Information given:
··········

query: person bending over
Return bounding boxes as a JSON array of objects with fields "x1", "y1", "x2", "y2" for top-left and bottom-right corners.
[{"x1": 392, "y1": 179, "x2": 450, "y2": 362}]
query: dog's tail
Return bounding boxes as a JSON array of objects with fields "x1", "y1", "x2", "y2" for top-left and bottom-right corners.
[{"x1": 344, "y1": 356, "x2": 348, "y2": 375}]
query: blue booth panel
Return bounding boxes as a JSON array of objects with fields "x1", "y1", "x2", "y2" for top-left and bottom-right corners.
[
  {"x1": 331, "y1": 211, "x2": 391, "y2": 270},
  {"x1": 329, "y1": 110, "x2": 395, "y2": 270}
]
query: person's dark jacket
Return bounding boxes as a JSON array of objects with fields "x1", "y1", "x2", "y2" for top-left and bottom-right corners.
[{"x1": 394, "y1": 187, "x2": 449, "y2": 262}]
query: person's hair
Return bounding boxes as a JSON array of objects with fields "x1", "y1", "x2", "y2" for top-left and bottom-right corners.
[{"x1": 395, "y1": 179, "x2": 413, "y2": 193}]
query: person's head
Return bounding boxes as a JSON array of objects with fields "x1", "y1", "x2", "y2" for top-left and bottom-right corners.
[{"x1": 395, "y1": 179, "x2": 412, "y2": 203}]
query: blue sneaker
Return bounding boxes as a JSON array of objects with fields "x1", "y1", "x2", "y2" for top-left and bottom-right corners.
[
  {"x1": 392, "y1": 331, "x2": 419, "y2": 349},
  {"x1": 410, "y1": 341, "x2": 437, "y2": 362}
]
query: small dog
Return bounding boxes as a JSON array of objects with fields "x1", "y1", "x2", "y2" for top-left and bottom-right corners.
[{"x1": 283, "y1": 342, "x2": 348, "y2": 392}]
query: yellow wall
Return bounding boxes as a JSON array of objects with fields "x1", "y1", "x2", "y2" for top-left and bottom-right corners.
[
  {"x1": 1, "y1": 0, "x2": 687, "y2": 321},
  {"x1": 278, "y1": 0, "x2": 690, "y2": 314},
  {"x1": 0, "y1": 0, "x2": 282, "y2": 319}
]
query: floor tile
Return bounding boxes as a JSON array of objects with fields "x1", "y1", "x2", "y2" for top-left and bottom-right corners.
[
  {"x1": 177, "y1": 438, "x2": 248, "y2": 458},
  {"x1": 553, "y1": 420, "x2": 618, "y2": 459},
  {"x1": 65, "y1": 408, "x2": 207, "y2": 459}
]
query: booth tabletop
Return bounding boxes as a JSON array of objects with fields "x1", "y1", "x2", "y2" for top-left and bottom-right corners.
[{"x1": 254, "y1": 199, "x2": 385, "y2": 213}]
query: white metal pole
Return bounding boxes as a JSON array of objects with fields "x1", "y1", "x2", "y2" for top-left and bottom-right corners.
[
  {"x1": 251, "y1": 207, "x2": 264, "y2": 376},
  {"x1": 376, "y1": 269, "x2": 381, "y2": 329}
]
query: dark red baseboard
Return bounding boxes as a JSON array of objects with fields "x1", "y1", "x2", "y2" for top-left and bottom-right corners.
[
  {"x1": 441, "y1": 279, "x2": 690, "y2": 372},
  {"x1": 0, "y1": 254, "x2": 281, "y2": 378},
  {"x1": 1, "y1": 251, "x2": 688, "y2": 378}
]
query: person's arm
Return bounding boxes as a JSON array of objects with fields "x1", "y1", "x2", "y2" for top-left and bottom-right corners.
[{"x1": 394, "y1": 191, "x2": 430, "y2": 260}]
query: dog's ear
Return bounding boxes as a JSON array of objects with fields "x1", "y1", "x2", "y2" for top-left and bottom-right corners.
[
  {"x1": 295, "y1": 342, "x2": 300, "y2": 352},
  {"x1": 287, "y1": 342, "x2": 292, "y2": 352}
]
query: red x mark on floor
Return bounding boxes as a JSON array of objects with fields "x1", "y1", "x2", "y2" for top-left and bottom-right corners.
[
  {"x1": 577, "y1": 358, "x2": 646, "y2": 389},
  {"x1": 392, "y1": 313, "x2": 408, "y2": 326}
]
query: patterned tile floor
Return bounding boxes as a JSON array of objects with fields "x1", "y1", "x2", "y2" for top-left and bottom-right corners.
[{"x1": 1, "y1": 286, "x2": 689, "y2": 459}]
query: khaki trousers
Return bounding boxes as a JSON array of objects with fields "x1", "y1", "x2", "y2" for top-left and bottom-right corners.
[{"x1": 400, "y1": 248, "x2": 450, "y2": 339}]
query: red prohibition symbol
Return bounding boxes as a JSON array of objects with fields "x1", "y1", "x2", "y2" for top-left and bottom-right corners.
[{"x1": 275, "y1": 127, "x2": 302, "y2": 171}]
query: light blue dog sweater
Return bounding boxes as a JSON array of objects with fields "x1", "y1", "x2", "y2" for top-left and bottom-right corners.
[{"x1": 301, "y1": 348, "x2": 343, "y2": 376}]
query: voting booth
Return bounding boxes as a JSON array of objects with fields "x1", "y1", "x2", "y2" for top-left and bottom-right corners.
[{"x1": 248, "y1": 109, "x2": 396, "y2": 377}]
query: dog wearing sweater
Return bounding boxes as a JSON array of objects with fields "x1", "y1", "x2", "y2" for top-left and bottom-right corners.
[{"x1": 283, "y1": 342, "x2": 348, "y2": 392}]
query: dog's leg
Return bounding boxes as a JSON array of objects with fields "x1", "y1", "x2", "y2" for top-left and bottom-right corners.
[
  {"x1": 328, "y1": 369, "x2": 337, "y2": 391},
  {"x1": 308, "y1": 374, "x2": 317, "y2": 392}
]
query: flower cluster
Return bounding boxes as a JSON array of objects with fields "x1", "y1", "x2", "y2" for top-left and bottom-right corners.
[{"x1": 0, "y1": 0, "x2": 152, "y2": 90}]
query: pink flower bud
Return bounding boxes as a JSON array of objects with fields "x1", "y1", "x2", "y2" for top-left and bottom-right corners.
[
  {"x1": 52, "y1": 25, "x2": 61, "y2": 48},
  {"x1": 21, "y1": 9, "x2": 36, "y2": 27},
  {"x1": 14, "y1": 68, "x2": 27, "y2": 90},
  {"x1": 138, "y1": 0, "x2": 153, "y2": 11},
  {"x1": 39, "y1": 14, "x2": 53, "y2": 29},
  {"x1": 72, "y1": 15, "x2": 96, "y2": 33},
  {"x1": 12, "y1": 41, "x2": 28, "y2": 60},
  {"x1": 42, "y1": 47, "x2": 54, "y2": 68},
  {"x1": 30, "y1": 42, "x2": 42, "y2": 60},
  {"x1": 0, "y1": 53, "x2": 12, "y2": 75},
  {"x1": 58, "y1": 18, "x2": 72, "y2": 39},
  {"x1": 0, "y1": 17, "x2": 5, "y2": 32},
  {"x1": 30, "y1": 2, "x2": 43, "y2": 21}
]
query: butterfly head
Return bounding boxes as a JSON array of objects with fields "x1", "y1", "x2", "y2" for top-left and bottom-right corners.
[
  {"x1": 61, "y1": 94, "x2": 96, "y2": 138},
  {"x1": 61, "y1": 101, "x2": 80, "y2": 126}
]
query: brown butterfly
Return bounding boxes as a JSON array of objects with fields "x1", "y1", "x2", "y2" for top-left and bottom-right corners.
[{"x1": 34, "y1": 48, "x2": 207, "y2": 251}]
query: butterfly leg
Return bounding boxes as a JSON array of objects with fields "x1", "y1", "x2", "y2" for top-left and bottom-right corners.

··········

Your goal:
Go through the material above and copy each line that holds the string "head".

Solution to this exercise:
query: person's head
query: butterfly head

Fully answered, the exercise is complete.